======== Selected excerpt
Tomieka Johnson was sentenced to 50 years behind bars by a California court in 2012 after she killed her abusive husband during a physical altercation. Johnson, a former highway patrol officer, told RT that she shared a cell with with a transgender prisoner who was “very violent and very vulgar.” The inmate would reportedly force women in the prison to clean the bathroom and wash the floors, leading to interactions that reminded Johnson of the domestic abuse she once suffered.
And although the inmate in question identified as a woman, the biological male allegedly had a girlfriend whom he would “beat” and “choke” regularly. According to Johnson, the prisoner in question sometimes became violent if his ‘girlfriend’ rejected his sexual advances.
“It would be, she didn’t want to be romantic and he would get angry and attack her… She never reported it,” Johnson told RT.
She believes that she was chosen to bunk with the transgender inmate because the guards in the prison thought it would be a good “joke” to make a former police officer share a cell with a biological male.
“I felt hopeless. I felt trapped,” she said of the experience.
At the start of this year, California passed legislation allowing trans inmates to request transfer to facilities that align with their gender identity. Since then, around 300 such requests have been submitted, with not a single request having been rejected as of June.
The policy was likely the result of politicians paying lip service to the LGBT community, which has been able to “pool resources” to exert political power in the state, Johnson said. She stressed that while some officials undoubtedly wanted to adopt policies that would keep everyone “safe,” authorities were clearly being left in the dark about what the policy meant for female inmates.
================
» **Exercise objective**
Reproduce word for word the stretch of the article on Tomieka Johnson from "Tomieka Johnson was" through "she once suffered.".
======== Supplied data
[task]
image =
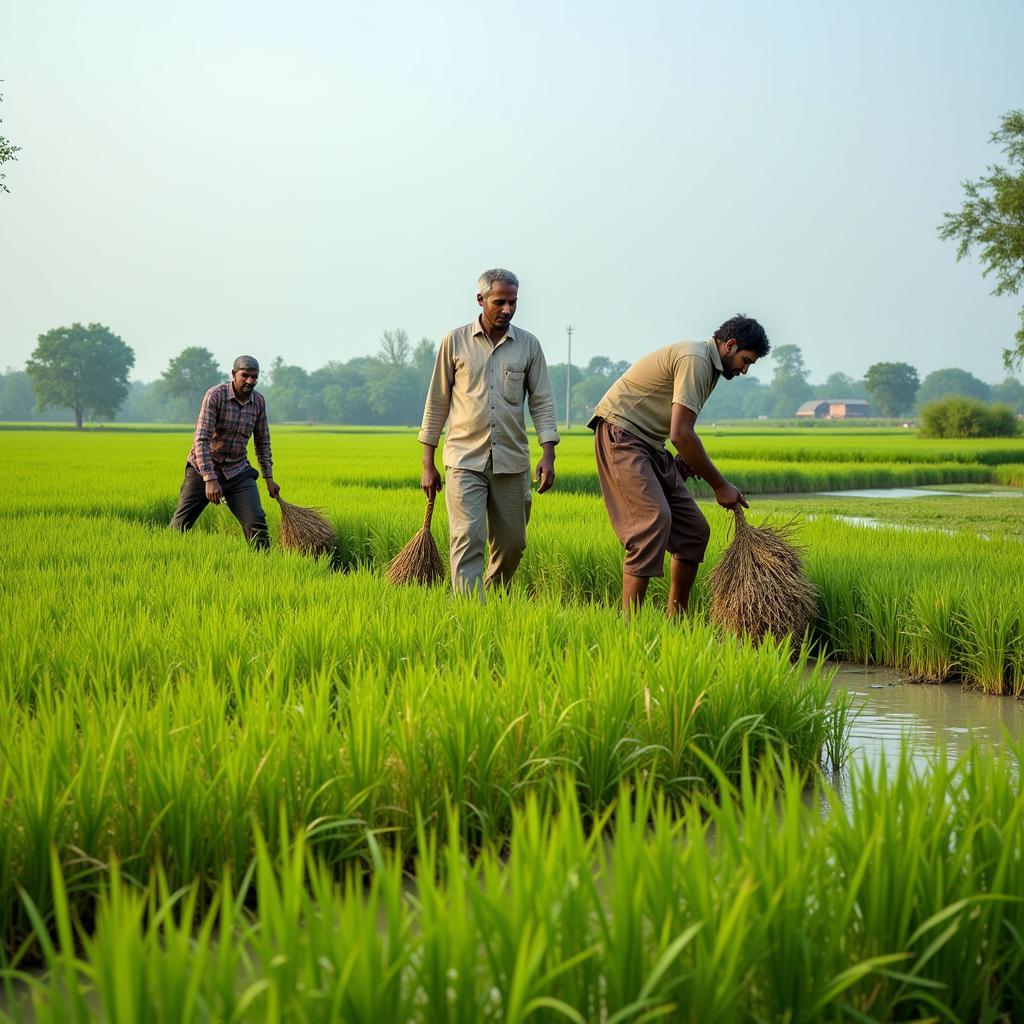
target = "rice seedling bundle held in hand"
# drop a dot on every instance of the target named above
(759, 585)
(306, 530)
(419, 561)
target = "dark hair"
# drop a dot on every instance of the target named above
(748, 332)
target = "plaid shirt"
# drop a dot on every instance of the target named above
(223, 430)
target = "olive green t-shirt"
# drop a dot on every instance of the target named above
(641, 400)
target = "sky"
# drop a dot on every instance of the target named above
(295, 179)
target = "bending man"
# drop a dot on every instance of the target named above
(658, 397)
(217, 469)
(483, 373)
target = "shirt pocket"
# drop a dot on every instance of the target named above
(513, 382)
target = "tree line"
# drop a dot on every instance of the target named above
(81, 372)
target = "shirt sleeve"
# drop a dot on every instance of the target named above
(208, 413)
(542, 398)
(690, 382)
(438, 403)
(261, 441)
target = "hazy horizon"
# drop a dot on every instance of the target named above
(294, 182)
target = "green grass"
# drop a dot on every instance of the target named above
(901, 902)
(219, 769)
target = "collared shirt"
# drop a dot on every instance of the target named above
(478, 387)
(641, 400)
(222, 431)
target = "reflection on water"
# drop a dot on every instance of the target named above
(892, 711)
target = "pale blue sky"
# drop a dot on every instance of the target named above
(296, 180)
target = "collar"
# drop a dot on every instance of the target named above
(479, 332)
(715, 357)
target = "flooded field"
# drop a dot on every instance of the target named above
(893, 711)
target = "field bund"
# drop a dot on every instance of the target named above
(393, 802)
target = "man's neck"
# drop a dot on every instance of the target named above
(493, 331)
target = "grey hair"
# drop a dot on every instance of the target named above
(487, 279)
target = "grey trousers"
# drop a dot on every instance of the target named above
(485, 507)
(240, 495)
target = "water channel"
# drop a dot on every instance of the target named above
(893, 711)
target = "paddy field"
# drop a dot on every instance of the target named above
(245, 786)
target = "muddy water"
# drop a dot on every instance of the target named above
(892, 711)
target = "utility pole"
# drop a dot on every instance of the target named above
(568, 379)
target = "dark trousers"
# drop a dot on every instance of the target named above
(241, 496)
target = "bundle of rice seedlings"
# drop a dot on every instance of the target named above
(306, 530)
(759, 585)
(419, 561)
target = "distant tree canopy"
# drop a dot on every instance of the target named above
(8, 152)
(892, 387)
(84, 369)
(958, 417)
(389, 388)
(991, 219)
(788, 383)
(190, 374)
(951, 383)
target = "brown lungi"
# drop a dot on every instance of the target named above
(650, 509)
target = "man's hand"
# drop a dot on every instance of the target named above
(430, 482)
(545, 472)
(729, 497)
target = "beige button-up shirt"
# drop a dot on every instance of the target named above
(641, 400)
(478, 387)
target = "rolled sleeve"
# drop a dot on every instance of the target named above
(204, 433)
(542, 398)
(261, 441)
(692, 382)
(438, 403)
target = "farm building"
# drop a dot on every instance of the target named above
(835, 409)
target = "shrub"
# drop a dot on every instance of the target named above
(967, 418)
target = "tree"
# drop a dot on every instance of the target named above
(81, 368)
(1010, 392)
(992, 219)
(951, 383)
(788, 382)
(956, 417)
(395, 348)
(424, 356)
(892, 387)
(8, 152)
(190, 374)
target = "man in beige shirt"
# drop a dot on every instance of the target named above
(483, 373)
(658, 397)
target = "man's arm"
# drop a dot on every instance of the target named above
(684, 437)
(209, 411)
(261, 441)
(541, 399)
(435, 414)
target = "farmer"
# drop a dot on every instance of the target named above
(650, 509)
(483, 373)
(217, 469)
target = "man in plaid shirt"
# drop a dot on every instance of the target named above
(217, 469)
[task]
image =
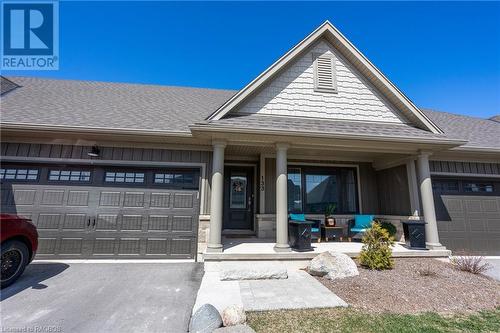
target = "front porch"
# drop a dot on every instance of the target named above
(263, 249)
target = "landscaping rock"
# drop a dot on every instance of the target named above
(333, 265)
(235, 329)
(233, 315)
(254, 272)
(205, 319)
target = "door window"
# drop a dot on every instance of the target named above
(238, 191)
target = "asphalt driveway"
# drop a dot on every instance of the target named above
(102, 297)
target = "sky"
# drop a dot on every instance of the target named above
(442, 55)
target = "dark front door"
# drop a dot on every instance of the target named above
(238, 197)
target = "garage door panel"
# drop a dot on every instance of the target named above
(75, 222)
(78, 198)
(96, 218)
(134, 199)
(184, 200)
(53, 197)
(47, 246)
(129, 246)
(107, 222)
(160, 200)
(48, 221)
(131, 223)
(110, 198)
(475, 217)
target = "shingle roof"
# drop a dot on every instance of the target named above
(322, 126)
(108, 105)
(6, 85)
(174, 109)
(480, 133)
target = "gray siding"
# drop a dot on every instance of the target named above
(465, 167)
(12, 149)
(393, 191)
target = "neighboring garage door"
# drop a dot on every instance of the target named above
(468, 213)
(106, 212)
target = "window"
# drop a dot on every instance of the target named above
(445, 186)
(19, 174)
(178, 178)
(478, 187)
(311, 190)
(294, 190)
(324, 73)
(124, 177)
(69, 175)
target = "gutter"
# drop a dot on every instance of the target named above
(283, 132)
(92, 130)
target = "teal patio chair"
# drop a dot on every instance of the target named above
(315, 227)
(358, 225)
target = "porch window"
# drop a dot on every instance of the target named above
================
» **Your response**
Tomieka Johnson was sentenced to 50 years behind bars by a California court in 2012 after she killed her abusive husband during a physical altercation. Johnson, a former highway patrol officer, told RT that she shared a cell with with a transgender prisoner who was “very violent and very vulgar.” The inmate would reportedly force women in the prison to clean the bathroom and wash the floors, leading to interactions that reminded Johnson of the domestic abuse she once suffered.